Virtual machines (VMs) solve the problem of many tiny servers on a big server. VMs are a logical outgrowth of Moore’s Law: server CPUs got bigger, faster, than the apps required. And Windows Server didn’t handle multiple apps well.
But the growth of 100 megawatt Internet-scale data centers has architects rethinking efficiency-at-scale. As James Hamilton put it in his presentation
Internet-Scale Service Infrastructure Efficiency (pdf):
Single dimensional performance measurements are not interesting at scale unless balanced against cost
Therefore: work done per $; per joule; and per rack.
Because CPU performance has grown so much faster than storage – disk and DRAM – over the last 30 years, powerful multicore CPUs are spending much of their time idling. The microslice server idea: build servers from slower, cheaper and much more power-efficient CPUs.

——

REQUIRED TASKS:
**a)** According to the passage on data center efficiency, work done should be measured per which units? List each one.
**b)** Repeat the stretch from "But the growth" through "and per rack." in the passage on data center efficiency.

[Rows from a dataset]

——

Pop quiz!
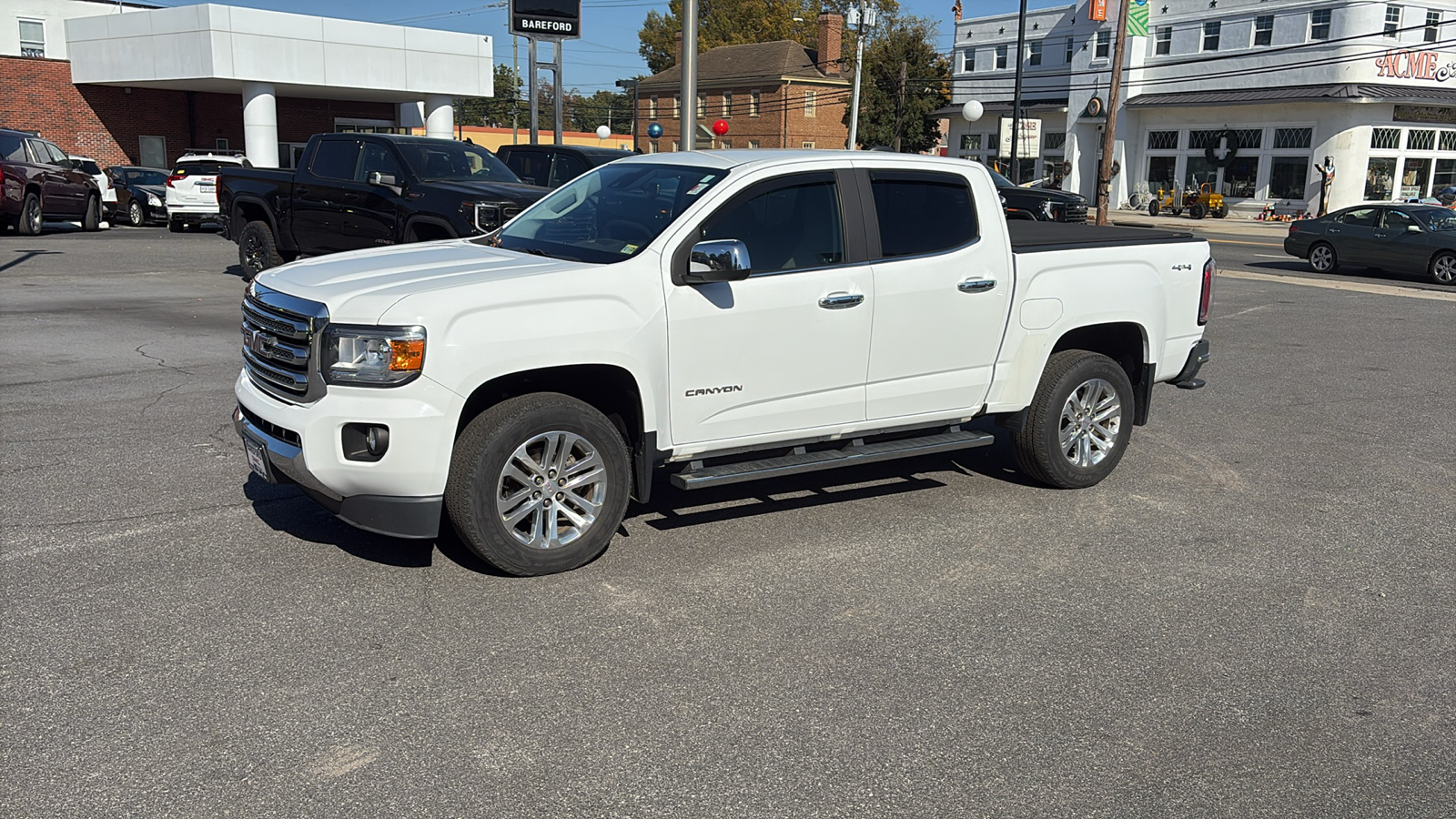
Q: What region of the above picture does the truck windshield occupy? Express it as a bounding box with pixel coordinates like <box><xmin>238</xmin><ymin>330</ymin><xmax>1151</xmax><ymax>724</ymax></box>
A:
<box><xmin>395</xmin><ymin>140</ymin><xmax>521</xmax><ymax>182</ymax></box>
<box><xmin>490</xmin><ymin>162</ymin><xmax>728</xmax><ymax>264</ymax></box>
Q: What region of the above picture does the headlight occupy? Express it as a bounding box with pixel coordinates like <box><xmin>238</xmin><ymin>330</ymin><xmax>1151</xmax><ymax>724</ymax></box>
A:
<box><xmin>322</xmin><ymin>325</ymin><xmax>425</xmax><ymax>386</ymax></box>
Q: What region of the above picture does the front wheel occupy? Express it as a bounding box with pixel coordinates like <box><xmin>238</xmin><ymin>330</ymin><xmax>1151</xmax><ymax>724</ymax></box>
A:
<box><xmin>1309</xmin><ymin>242</ymin><xmax>1340</xmax><ymax>272</ymax></box>
<box><xmin>1012</xmin><ymin>349</ymin><xmax>1136</xmax><ymax>490</ymax></box>
<box><xmin>1431</xmin><ymin>250</ymin><xmax>1456</xmax><ymax>284</ymax></box>
<box><xmin>238</xmin><ymin>218</ymin><xmax>282</xmax><ymax>281</ymax></box>
<box><xmin>446</xmin><ymin>392</ymin><xmax>631</xmax><ymax>576</ymax></box>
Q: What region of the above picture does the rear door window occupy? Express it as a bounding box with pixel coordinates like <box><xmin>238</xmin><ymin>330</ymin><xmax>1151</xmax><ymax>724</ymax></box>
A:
<box><xmin>869</xmin><ymin>172</ymin><xmax>977</xmax><ymax>258</ymax></box>
<box><xmin>308</xmin><ymin>140</ymin><xmax>359</xmax><ymax>179</ymax></box>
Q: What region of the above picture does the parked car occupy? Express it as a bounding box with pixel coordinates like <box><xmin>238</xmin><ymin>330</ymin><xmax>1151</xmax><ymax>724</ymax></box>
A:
<box><xmin>71</xmin><ymin>153</ymin><xmax>116</xmax><ymax>220</ymax></box>
<box><xmin>495</xmin><ymin>145</ymin><xmax>635</xmax><ymax>188</ymax></box>
<box><xmin>166</xmin><ymin>150</ymin><xmax>253</xmax><ymax>233</ymax></box>
<box><xmin>1284</xmin><ymin>203</ymin><xmax>1456</xmax><ymax>284</ymax></box>
<box><xmin>0</xmin><ymin>128</ymin><xmax>100</xmax><ymax>236</ymax></box>
<box><xmin>987</xmin><ymin>167</ymin><xmax>1087</xmax><ymax>221</ymax></box>
<box><xmin>238</xmin><ymin>150</ymin><xmax>1214</xmax><ymax>574</ymax></box>
<box><xmin>218</xmin><ymin>134</ymin><xmax>548</xmax><ymax>278</ymax></box>
<box><xmin>106</xmin><ymin>165</ymin><xmax>169</xmax><ymax>228</ymax></box>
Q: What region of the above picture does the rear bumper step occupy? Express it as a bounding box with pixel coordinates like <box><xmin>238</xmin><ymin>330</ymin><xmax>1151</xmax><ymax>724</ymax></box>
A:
<box><xmin>672</xmin><ymin>430</ymin><xmax>996</xmax><ymax>490</ymax></box>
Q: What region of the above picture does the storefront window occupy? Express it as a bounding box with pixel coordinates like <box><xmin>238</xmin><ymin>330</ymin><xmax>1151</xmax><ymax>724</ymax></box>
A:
<box><xmin>1269</xmin><ymin>156</ymin><xmax>1309</xmax><ymax>199</ymax></box>
<box><xmin>1184</xmin><ymin>156</ymin><xmax>1218</xmax><ymax>191</ymax></box>
<box><xmin>1148</xmin><ymin>156</ymin><xmax>1178</xmax><ymax>192</ymax></box>
<box><xmin>1364</xmin><ymin>156</ymin><xmax>1395</xmax><ymax>201</ymax></box>
<box><xmin>1431</xmin><ymin>159</ymin><xmax>1456</xmax><ymax>194</ymax></box>
<box><xmin>1400</xmin><ymin>156</ymin><xmax>1431</xmax><ymax>198</ymax></box>
<box><xmin>1223</xmin><ymin>156</ymin><xmax>1259</xmax><ymax>197</ymax></box>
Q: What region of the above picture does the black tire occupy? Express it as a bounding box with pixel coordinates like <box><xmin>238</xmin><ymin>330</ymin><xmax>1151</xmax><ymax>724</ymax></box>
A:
<box><xmin>238</xmin><ymin>218</ymin><xmax>282</xmax><ymax>281</ymax></box>
<box><xmin>82</xmin><ymin>197</ymin><xmax>100</xmax><ymax>232</ymax></box>
<box><xmin>1308</xmin><ymin>242</ymin><xmax>1340</xmax><ymax>272</ymax></box>
<box><xmin>1012</xmin><ymin>349</ymin><xmax>1138</xmax><ymax>490</ymax></box>
<box><xmin>1427</xmin><ymin>250</ymin><xmax>1456</xmax><ymax>286</ymax></box>
<box><xmin>16</xmin><ymin>192</ymin><xmax>46</xmax><ymax>236</ymax></box>
<box><xmin>446</xmin><ymin>392</ymin><xmax>631</xmax><ymax>576</ymax></box>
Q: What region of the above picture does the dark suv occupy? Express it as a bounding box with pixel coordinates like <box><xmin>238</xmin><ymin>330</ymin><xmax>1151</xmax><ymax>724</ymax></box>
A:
<box><xmin>0</xmin><ymin>128</ymin><xmax>100</xmax><ymax>236</ymax></box>
<box><xmin>495</xmin><ymin>145</ymin><xmax>632</xmax><ymax>188</ymax></box>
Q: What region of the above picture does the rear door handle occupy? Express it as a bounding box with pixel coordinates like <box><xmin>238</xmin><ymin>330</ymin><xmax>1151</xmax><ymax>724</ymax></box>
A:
<box><xmin>820</xmin><ymin>293</ymin><xmax>864</xmax><ymax>310</ymax></box>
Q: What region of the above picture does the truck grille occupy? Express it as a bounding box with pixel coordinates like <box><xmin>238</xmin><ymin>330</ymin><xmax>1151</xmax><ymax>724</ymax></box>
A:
<box><xmin>243</xmin><ymin>284</ymin><xmax>329</xmax><ymax>404</ymax></box>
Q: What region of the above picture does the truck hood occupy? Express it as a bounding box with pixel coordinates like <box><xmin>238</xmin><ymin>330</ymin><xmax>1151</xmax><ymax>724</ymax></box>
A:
<box><xmin>420</xmin><ymin>182</ymin><xmax>551</xmax><ymax>206</ymax></box>
<box><xmin>258</xmin><ymin>239</ymin><xmax>579</xmax><ymax>324</ymax></box>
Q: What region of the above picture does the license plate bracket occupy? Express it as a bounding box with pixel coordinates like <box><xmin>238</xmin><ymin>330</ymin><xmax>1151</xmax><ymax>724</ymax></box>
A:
<box><xmin>243</xmin><ymin>436</ymin><xmax>278</xmax><ymax>484</ymax></box>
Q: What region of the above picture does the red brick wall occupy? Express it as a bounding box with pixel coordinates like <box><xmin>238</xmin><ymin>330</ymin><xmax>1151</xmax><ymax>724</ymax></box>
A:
<box><xmin>638</xmin><ymin>85</ymin><xmax>849</xmax><ymax>152</ymax></box>
<box><xmin>0</xmin><ymin>56</ymin><xmax>398</xmax><ymax>167</ymax></box>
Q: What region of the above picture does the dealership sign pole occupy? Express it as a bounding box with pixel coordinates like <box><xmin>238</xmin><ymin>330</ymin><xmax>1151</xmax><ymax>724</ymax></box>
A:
<box><xmin>510</xmin><ymin>0</ymin><xmax>581</xmax><ymax>145</ymax></box>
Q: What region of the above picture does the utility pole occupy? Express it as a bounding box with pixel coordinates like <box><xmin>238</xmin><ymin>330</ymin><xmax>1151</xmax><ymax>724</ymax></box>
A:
<box><xmin>679</xmin><ymin>0</ymin><xmax>697</xmax><ymax>150</ymax></box>
<box><xmin>890</xmin><ymin>60</ymin><xmax>910</xmax><ymax>153</ymax></box>
<box><xmin>1010</xmin><ymin>0</ymin><xmax>1030</xmax><ymax>185</ymax></box>
<box><xmin>846</xmin><ymin>0</ymin><xmax>875</xmax><ymax>150</ymax></box>
<box><xmin>1095</xmin><ymin>0</ymin><xmax>1128</xmax><ymax>226</ymax></box>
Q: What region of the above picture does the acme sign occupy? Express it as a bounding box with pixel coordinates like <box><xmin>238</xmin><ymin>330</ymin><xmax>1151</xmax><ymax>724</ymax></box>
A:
<box><xmin>1374</xmin><ymin>51</ymin><xmax>1456</xmax><ymax>83</ymax></box>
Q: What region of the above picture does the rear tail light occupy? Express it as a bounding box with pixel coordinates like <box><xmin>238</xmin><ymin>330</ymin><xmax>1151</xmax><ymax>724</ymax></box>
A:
<box><xmin>1198</xmin><ymin>259</ymin><xmax>1213</xmax><ymax>327</ymax></box>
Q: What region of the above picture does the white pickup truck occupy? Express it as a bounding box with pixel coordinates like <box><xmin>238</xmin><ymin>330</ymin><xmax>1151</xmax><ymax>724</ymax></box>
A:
<box><xmin>235</xmin><ymin>150</ymin><xmax>1213</xmax><ymax>574</ymax></box>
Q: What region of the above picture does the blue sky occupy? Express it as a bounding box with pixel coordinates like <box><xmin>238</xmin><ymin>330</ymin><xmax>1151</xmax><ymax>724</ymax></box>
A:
<box><xmin>145</xmin><ymin>0</ymin><xmax>1070</xmax><ymax>95</ymax></box>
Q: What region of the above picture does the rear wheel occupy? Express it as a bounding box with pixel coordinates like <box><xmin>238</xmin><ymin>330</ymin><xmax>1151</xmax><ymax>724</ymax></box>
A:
<box><xmin>1431</xmin><ymin>250</ymin><xmax>1456</xmax><ymax>284</ymax></box>
<box><xmin>82</xmin><ymin>197</ymin><xmax>100</xmax><ymax>230</ymax></box>
<box><xmin>238</xmin><ymin>220</ymin><xmax>282</xmax><ymax>281</ymax></box>
<box><xmin>446</xmin><ymin>392</ymin><xmax>631</xmax><ymax>576</ymax></box>
<box><xmin>1309</xmin><ymin>242</ymin><xmax>1340</xmax><ymax>272</ymax></box>
<box><xmin>17</xmin><ymin>194</ymin><xmax>44</xmax><ymax>236</ymax></box>
<box><xmin>1012</xmin><ymin>349</ymin><xmax>1136</xmax><ymax>490</ymax></box>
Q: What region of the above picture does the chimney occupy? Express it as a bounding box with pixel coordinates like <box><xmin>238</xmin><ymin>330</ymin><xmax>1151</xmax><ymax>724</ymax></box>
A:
<box><xmin>817</xmin><ymin>13</ymin><xmax>844</xmax><ymax>77</ymax></box>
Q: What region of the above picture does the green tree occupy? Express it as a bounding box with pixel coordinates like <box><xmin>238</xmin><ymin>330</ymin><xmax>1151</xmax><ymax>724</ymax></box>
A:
<box><xmin>844</xmin><ymin>17</ymin><xmax>951</xmax><ymax>153</ymax></box>
<box><xmin>638</xmin><ymin>0</ymin><xmax>900</xmax><ymax>75</ymax></box>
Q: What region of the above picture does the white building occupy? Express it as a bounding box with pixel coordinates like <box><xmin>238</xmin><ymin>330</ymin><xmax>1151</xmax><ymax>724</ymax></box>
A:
<box><xmin>948</xmin><ymin>0</ymin><xmax>1456</xmax><ymax>216</ymax></box>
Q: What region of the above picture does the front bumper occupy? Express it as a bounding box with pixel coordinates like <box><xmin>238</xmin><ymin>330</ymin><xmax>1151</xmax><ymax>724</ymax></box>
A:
<box><xmin>233</xmin><ymin>373</ymin><xmax>463</xmax><ymax>538</ymax></box>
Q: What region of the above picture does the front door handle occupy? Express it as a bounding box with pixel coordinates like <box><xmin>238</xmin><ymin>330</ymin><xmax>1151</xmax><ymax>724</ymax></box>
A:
<box><xmin>820</xmin><ymin>293</ymin><xmax>864</xmax><ymax>310</ymax></box>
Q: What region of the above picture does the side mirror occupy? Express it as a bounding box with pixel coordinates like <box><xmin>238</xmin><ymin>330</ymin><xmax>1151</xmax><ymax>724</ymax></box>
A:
<box><xmin>684</xmin><ymin>239</ymin><xmax>753</xmax><ymax>284</ymax></box>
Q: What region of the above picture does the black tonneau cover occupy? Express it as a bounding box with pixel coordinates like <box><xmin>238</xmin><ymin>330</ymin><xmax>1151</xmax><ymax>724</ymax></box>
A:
<box><xmin>1006</xmin><ymin>218</ymin><xmax>1203</xmax><ymax>254</ymax></box>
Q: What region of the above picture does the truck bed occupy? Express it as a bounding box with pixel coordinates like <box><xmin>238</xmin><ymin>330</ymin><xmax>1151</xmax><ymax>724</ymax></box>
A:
<box><xmin>1006</xmin><ymin>218</ymin><xmax>1203</xmax><ymax>254</ymax></box>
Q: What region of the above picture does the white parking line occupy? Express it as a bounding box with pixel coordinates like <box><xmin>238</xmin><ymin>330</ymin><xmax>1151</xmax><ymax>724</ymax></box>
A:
<box><xmin>1218</xmin><ymin>269</ymin><xmax>1456</xmax><ymax>301</ymax></box>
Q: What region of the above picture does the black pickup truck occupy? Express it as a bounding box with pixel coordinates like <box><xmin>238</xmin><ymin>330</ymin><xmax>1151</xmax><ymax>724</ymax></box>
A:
<box><xmin>217</xmin><ymin>134</ymin><xmax>549</xmax><ymax>278</ymax></box>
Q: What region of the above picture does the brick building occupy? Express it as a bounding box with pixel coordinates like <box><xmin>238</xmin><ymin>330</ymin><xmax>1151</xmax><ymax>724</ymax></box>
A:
<box><xmin>0</xmin><ymin>0</ymin><xmax>493</xmax><ymax>167</ymax></box>
<box><xmin>638</xmin><ymin>15</ymin><xmax>854</xmax><ymax>153</ymax></box>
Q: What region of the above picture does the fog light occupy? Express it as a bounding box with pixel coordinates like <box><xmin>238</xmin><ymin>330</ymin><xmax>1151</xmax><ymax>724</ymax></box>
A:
<box><xmin>339</xmin><ymin>424</ymin><xmax>389</xmax><ymax>463</ymax></box>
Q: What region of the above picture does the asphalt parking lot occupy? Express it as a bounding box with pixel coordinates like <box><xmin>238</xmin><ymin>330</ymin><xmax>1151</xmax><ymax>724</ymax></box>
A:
<box><xmin>8</xmin><ymin>228</ymin><xmax>1456</xmax><ymax>817</ymax></box>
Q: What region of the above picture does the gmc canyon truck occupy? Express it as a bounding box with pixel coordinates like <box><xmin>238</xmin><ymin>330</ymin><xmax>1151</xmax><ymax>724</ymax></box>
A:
<box><xmin>235</xmin><ymin>150</ymin><xmax>1214</xmax><ymax>574</ymax></box>
<box><xmin>214</xmin><ymin>134</ymin><xmax>548</xmax><ymax>278</ymax></box>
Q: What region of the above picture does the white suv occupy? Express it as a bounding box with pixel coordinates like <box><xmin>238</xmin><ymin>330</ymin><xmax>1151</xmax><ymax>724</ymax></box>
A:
<box><xmin>167</xmin><ymin>150</ymin><xmax>253</xmax><ymax>233</ymax></box>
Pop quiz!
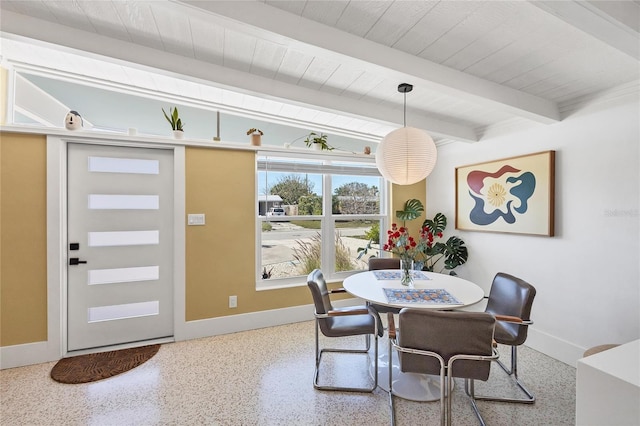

——

EXPECTED RESULTS:
**a)**
- $
- joule
- rack

**b)**
But the growth of 100 megawatt Internet-scale data centers has architects rethinking efficiency-at-scale. As James Hamilton put it in his presentation
Internet-Scale Service Infrastructure Efficiency (pdf):
Single dimensional performance measurements are not interesting at scale unless balanced against cost
Therefore: work done per $; per joule; and per rack.